必須課題:
a) 抜粋文によると、コンサートの会場はどこですか？
b) 抜粋文の「ヴァイオリンは岩谷裕之さん(関西フィルハ」から下へ「アンダンテ・ファヴォリ Woo. 57(ピアノソロ)」までを、一字一句違えずに繰り返してください。
c) 抜粋文の「ヴァイオリンは岩谷裕之さん」で始まる段落を、主な事実を残して箇条書きに書き直してください。

抜粋文:
++++
北鎌倉女子学園中学・高校時代の恩師、錦戸糸子先生のコンサートに出かけました。
会場は、横浜市港南区民文化センター「ひまわりの郷」です。

お仲間とのコンサートや伴奏などで、毎年舞台に立っていらっしゃる先生。
今回はヴァイオリン、チェロとの室内楽コンサートです。

ヴァイオリンは岩谷裕之さん(関西フィルハーモニー・コンサートマスター/京都芸大講師)、チェロは渡部宏さん(東京ヴィヴァルディ合奏団音楽監督)です。

曲目はオール・ベートーヴェン・プログラムで、
ヴァイオリンソナタ No.2 op.12-2
チェロソナタ No.2 op.69
アンダンテ・ファヴォリ Woo. 57(ピアノソロ)
ピアノトリオ No.2 op.1-2

アンコールは2曲。
シューベルト「セレナーデ」とブラームス「ハンガリー舞曲 No.6」が、ピアノトリオに編曲されたバージョンで演奏されました。

デュオ、ソロ、トリオと曲毎に編成の変わるプログラムで、とても楽しんで聴くことが出来ました。

先生はもちろん、アンコールも含めて全6曲に出ずっぱりです。
デュオとトリオでは、バランスの取り方がかなり違うと思いますが、どちらもベストバランスでした。

この夏は、室内楽(トリオ)の講習会に参加する予定でいます。
++++
与えられたリスト:
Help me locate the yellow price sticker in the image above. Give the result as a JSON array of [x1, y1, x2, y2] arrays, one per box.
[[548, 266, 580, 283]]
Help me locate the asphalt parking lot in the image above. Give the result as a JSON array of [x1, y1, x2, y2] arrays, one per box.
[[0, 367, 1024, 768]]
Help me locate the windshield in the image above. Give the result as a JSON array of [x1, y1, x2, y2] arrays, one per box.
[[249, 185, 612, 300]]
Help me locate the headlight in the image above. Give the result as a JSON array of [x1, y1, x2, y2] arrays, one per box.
++++
解答一覧:
a) 横浜市港南区民文化センター「ひまわりの郷」です。

b)
ヴァイオリンは岩谷裕之さん(関西フィルハーモニー・コンサートマスター/京都芸大講師)、チェロは渡部宏さん(東京ヴィヴァルディ合奏団音楽監督)です。

曲目はオール・ベートーヴェン・プログラムで、
ヴァイオリンソナタ No.2 op.12-2
チェロソナタ No.2 op.69
アンダンテ・ファヴォリ Woo. 57(ピアノソロ)

c)
- ヴァイオリン：岩谷裕之さん（関西フィルハーモニー・コンサートマスター／京都芸大講師）
- チェロ：渡部宏さん（東京ヴィヴァルディ合奏団音楽監督）